Mask labeling samples
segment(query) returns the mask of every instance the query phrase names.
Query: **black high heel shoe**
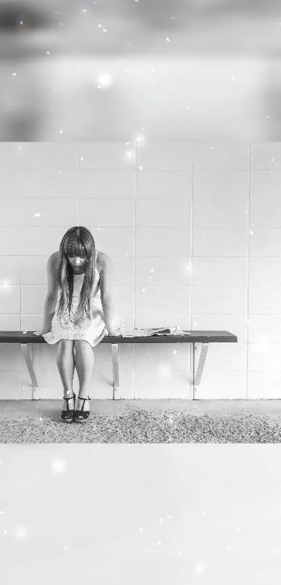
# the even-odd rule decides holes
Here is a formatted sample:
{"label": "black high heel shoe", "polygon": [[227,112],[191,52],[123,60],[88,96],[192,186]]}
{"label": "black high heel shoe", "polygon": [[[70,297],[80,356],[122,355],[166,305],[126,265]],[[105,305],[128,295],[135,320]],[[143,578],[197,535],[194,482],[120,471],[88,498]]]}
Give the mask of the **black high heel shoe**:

> _Work instructions_
Copy out the lines above word for word, and leave the pictures out.

> _Written solution_
segment(query) returns the mask of every instance the query phrase names.
Query: **black high heel shoe**
# the even-odd rule decides holes
Here is a formatted sample:
{"label": "black high heel shoe", "polygon": [[227,112],[191,52],[123,60],[88,96],[192,186]]}
{"label": "black high heel shoe", "polygon": [[[70,297],[80,356],[122,355],[166,305],[126,265]],[[105,305],[128,295],[135,320]],[[143,578],[197,535],[194,482],[120,471],[88,498]]]}
Give the mask of the **black high heel shoe**:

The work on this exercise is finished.